*Source document*.
⟨
The latest quantitative information available for June and July, reveals less intense year-on-year rates of growth than the previous months. This evolution is influenced by a base effect since the comparison is made over a period of easing of the restrictive measures put in place in 2020 to contain the COVID-19 pandemic.
In general, the short-term indicators have not yet reached in June the levels of the same period of 2019, (with the exception of the turnover index in industry), particularly for tourist activity. The synthesis quantitative indicators (economic activity, private consumption and investment) presented, in June 2021, less intense increases than in May. In July, the economic climate indicator decreased, remaining still above the level observed at the beginning of the pandemic (March 2020). Also for July, the indicators already available - sales of vehicles, operations carried out in the ATM network, and cement sales - point to a slow down in economic activity.
The unemployment rate stood at 6.7% in the second quarter of 2021, 0.4 percentage points below the rate observed in the previous quarter but 1.0 percentage points above the rate recorded in the same period of 2020. The labour underutilization rate stood at 12.3%. The total employment presented a year-on-year increase of 4.5%, while the volume of hours actually worked has increased by 32.1% in year-on-year terms.
The Consumer Price Index (CPI) year-on-year rate of change was 1.5% in July 2021 (0.5% in June). The manufacturing price index recorded in July a year-on-year rate of change of 8.7% (7.3% in the previous month), the highest growth rate of the series.
⟩
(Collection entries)
⟨
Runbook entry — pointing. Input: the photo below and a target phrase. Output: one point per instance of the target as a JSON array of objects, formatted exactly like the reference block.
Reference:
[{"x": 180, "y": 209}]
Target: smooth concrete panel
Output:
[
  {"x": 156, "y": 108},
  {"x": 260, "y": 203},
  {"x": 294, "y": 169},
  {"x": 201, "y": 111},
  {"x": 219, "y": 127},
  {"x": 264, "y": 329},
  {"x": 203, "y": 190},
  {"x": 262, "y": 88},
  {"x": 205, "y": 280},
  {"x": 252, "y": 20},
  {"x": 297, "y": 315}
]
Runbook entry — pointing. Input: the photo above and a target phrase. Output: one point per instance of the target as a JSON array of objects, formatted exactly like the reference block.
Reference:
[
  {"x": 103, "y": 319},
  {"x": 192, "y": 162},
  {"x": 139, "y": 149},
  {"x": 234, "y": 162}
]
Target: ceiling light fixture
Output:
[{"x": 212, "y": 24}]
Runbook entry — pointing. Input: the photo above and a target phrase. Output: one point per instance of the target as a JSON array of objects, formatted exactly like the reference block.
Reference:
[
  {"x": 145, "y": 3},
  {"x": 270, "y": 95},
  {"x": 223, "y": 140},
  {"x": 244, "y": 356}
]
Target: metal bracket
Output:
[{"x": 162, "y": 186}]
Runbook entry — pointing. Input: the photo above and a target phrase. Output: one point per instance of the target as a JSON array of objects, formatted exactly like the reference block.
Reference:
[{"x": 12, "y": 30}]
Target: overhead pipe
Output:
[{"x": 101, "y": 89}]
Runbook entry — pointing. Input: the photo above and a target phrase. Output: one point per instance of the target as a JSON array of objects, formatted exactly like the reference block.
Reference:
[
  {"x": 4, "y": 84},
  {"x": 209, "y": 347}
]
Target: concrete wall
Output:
⟩
Which indicators does the economic summary name as already available for July? These entries were taken from a different source than the text.

Sales of vehicles, operations carried out in the ATM network, and cement sales